DATA IN THIS EXERCISE:
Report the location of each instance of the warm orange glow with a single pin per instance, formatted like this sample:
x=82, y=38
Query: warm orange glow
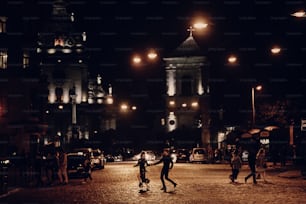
x=299, y=14
x=137, y=60
x=275, y=50
x=232, y=59
x=171, y=103
x=258, y=88
x=124, y=107
x=152, y=55
x=200, y=25
x=194, y=104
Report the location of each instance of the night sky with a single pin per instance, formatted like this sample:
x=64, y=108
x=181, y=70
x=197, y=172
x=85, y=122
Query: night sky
x=248, y=29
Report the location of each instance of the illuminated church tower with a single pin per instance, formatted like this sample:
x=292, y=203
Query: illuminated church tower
x=187, y=89
x=72, y=93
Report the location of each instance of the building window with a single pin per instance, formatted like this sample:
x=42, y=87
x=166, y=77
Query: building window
x=186, y=86
x=26, y=60
x=3, y=59
x=2, y=24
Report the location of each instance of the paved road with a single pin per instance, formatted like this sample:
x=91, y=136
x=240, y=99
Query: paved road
x=197, y=183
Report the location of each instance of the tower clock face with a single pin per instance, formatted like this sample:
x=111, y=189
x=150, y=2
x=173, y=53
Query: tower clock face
x=69, y=42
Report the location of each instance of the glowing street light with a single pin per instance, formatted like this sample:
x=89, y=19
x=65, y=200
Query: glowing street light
x=299, y=14
x=257, y=88
x=152, y=55
x=275, y=50
x=232, y=59
x=137, y=59
x=200, y=25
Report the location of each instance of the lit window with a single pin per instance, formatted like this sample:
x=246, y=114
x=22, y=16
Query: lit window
x=59, y=42
x=2, y=24
x=3, y=59
x=26, y=60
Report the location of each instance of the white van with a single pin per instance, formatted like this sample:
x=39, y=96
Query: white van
x=198, y=154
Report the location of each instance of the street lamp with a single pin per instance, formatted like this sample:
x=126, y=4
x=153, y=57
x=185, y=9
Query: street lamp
x=257, y=88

TASK TO COMPLETE: Above is the material; set down exactly its lines from the one containing "Query: warm orange glow" down to the one containing "Report the location of each instance of the night", both included, leaving out any pictures.

FINISHED EXERCISE:
Query: warm orange glow
x=299, y=14
x=137, y=60
x=275, y=50
x=232, y=59
x=171, y=103
x=258, y=88
x=124, y=107
x=152, y=55
x=200, y=25
x=194, y=104
Report the location of each instance of the night sky with a single pin per instance, formatted like this sample:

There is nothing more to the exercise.